■ Task goal: Copy each of the items below word for word, leaving nothing out.

■ Exercise input:
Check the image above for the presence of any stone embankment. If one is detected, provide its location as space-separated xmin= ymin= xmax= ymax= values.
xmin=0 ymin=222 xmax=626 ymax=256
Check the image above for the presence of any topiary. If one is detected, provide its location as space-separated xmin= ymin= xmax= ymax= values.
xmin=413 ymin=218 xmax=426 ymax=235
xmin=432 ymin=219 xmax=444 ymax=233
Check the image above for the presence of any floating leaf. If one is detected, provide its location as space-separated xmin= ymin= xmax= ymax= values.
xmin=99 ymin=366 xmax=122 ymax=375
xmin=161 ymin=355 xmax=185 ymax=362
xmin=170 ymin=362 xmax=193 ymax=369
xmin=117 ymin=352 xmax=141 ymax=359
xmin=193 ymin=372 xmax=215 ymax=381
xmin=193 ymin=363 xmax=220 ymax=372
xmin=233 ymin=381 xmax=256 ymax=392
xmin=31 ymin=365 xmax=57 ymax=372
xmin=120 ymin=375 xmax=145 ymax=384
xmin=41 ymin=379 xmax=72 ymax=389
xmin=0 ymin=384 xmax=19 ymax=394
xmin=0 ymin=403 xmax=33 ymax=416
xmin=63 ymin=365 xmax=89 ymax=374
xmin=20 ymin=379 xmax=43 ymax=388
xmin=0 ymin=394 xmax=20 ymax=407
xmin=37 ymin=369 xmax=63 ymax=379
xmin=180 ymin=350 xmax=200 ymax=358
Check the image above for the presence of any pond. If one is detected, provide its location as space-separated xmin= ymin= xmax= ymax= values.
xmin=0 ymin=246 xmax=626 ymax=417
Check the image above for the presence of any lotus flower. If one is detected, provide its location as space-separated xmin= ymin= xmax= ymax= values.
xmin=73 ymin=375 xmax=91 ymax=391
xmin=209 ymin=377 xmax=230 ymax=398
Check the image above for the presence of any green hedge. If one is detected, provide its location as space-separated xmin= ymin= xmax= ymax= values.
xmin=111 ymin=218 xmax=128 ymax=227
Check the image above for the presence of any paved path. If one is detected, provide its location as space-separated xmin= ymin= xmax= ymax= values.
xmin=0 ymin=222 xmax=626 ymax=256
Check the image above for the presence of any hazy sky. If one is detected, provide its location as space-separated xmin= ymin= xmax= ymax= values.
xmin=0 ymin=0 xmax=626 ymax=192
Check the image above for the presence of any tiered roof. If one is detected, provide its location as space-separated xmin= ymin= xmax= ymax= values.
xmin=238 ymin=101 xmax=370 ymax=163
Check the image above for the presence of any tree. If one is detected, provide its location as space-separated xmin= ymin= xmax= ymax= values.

■ Reply:
Check the image above for the presence of any stone embankment. If one is detected, provide its location as space-separated xmin= ymin= xmax= ymax= values.
xmin=0 ymin=222 xmax=626 ymax=256
Check the image above for the presence of any topiary. If one is detected, provide its location as space-separated xmin= ymin= xmax= ymax= values.
xmin=413 ymin=218 xmax=426 ymax=235
xmin=432 ymin=219 xmax=444 ymax=233
Check the image above for the presence of any floating leaf. If one is detected, provide its location as space-separated xmin= ymin= xmax= ymax= values.
xmin=99 ymin=366 xmax=122 ymax=375
xmin=161 ymin=355 xmax=185 ymax=362
xmin=170 ymin=362 xmax=193 ymax=369
xmin=117 ymin=352 xmax=141 ymax=359
xmin=193 ymin=372 xmax=215 ymax=381
xmin=193 ymin=363 xmax=220 ymax=372
xmin=233 ymin=381 xmax=256 ymax=392
xmin=31 ymin=365 xmax=57 ymax=372
xmin=120 ymin=375 xmax=145 ymax=384
xmin=41 ymin=379 xmax=72 ymax=389
xmin=0 ymin=384 xmax=19 ymax=394
xmin=0 ymin=403 xmax=33 ymax=416
xmin=63 ymin=365 xmax=89 ymax=374
xmin=20 ymin=379 xmax=43 ymax=388
xmin=0 ymin=394 xmax=20 ymax=407
xmin=37 ymin=369 xmax=63 ymax=379
xmin=180 ymin=350 xmax=200 ymax=358
Check the image above for the presence of any pond. If one is detected, provide its location as space-separated xmin= ymin= xmax= ymax= values.
xmin=0 ymin=246 xmax=626 ymax=417
Check the image above for the presence of any lotus flower. If one is detected, provide its location as space-separated xmin= ymin= xmax= ymax= values.
xmin=73 ymin=375 xmax=91 ymax=391
xmin=209 ymin=377 xmax=230 ymax=398
Check the image above for the presence of any green hedge. If one is detected, provide its location as space-separated xmin= ymin= xmax= ymax= values.
xmin=111 ymin=218 xmax=128 ymax=227
Check the image above for the presence of any paved path. If one is detected, provide its location as space-separated xmin= ymin= xmax= ymax= values.
xmin=0 ymin=222 xmax=626 ymax=256
Check the image above for the presence of any hazy sky. If one is detected, provide its location as space-separated xmin= ymin= xmax= ymax= values.
xmin=0 ymin=0 xmax=626 ymax=192
Check the image above for the presence of any tiered roof. If one is detected, provide its location as space-separated xmin= ymin= xmax= ymax= values.
xmin=238 ymin=101 xmax=370 ymax=163
Check the image above for the presence of any tree. If one is detected, provide its location as space-separated xmin= ymin= xmax= ymax= values.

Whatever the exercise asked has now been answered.